Saved entries
Begin
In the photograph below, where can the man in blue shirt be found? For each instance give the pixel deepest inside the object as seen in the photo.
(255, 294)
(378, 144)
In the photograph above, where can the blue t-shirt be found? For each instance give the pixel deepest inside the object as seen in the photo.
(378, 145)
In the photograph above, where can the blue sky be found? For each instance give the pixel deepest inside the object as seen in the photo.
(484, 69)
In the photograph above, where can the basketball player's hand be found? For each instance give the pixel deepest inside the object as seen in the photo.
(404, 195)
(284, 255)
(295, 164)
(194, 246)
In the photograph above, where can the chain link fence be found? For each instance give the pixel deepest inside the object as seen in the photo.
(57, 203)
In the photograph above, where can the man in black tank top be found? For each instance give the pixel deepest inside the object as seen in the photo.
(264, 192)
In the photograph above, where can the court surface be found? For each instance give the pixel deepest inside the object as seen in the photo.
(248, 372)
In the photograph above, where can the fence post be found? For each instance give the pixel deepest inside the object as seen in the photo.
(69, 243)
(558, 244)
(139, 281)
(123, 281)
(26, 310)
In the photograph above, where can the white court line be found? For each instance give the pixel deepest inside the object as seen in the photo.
End
WRITTEN PROBLEM: Output every line of the material above as a numbered list, with blank lines omitted.

CORRECT OUTPUT:
1. In the photograph below, where can the man in blue shirt be found? For each instance give the pixel deepest inside the object as seen in the photo.
2. (255, 294)
3. (378, 144)
4. In the photograph above, where can the blue t-shirt be found? For each instance give the pixel deepest inside the object as seen in the photo.
5. (378, 145)
6. In the photograph above, where can the blue sky be found? For each instance give the pixel deepest inside the object as seen in the photo.
7. (484, 69)
8. In the photograph above, where can the basketball player's hand be found? For each instance give the pixel deepest inside the object as seen in the photo.
9. (404, 195)
10. (284, 255)
11. (295, 164)
12. (194, 246)
13. In the photograph above, where can the chain link fence be found? For each instance give the pixel deepest inside the object as seen in the photo.
14. (57, 203)
15. In the photograph above, where can the man in black tank top be found? For each instance give the pixel deepest inside the object as seen in the photo.
16. (264, 192)
17. In the photograph above, where can the court surface be found? For each instance give the pixel deepest inside the object as seen in the photo.
18. (248, 372)
19. In the photograph above, where can the fence post be found? For each instance give the pixel deepest inside the object as seen in the photo.
20. (69, 243)
21. (558, 244)
22. (139, 281)
23. (123, 281)
24. (26, 310)
25. In the photograph above, where can the white court line be found? For each instance give the pixel deepest inside the object as seen in the photo.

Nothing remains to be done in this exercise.